Dataset entries:
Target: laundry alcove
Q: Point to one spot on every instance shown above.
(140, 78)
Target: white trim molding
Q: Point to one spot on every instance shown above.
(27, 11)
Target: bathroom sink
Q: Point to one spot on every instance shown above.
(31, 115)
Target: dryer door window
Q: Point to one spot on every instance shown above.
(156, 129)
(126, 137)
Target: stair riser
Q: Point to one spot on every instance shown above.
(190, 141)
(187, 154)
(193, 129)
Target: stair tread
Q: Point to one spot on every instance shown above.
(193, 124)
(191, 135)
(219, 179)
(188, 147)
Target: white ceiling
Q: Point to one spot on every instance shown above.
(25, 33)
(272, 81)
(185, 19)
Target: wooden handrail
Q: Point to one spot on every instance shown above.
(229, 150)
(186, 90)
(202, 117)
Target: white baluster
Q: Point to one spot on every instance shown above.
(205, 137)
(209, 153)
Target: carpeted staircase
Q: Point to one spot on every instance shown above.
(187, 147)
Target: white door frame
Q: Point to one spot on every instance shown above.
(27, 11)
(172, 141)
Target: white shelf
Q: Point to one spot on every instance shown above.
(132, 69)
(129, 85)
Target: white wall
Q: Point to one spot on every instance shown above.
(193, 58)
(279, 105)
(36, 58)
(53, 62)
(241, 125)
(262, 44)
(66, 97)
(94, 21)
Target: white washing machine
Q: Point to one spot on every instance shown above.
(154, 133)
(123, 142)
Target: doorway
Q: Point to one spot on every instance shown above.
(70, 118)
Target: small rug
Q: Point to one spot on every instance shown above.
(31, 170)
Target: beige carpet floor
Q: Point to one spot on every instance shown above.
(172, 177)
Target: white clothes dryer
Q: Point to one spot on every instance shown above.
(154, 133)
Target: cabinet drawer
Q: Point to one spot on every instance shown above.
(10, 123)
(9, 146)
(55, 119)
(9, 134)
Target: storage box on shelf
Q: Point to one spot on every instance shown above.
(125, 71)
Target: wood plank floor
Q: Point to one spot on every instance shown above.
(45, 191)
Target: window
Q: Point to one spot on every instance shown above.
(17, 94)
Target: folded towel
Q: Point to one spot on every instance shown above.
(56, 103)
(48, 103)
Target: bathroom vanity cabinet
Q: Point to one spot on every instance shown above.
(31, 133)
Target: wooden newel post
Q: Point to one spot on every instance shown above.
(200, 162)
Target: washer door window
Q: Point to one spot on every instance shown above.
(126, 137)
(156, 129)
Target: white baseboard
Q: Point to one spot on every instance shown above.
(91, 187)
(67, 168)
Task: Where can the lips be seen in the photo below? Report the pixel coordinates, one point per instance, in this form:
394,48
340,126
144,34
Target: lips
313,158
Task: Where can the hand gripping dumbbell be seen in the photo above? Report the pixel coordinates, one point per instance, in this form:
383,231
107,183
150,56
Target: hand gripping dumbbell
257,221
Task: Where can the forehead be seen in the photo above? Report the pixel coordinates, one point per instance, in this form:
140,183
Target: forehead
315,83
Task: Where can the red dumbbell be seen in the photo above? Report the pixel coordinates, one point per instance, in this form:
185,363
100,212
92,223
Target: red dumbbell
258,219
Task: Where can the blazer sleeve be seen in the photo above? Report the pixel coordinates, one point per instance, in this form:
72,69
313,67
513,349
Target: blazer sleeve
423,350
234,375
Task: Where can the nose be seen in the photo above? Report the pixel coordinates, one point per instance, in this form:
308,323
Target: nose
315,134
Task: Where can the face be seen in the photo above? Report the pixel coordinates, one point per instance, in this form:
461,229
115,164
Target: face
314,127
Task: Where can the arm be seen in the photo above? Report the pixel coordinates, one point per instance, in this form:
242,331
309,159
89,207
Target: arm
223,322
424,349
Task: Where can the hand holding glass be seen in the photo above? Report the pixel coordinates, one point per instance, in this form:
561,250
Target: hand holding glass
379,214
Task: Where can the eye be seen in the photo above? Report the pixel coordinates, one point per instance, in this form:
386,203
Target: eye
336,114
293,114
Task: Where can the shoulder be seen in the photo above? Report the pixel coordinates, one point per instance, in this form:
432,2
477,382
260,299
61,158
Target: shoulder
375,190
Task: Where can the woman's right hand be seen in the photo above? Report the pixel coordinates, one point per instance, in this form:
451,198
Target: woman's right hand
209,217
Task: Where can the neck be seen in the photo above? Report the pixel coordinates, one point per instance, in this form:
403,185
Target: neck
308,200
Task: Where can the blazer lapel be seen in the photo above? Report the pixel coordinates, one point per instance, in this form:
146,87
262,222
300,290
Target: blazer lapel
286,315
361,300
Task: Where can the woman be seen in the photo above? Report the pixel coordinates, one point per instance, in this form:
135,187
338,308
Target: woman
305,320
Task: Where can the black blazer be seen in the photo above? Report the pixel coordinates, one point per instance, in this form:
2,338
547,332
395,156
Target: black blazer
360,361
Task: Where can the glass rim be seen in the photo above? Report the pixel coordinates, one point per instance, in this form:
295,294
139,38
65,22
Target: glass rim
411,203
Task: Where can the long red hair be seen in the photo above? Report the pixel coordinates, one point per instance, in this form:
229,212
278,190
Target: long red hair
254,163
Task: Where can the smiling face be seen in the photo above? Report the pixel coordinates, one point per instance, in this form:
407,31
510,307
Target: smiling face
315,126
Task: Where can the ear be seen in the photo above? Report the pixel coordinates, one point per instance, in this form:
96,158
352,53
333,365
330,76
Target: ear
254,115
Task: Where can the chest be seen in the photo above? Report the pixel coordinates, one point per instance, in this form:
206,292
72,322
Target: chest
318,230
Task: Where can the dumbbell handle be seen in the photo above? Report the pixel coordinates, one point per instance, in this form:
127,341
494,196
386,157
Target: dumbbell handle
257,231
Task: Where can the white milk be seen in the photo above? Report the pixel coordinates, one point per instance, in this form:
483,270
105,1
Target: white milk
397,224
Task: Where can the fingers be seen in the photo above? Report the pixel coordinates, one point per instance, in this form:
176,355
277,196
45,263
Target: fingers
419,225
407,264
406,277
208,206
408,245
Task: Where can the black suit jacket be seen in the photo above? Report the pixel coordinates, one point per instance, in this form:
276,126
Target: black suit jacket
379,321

Aim of the task: If a line above includes the string "floor", pick it out.

Answer for this exercise:
Target: beige carpet floor
Target: wood plank floor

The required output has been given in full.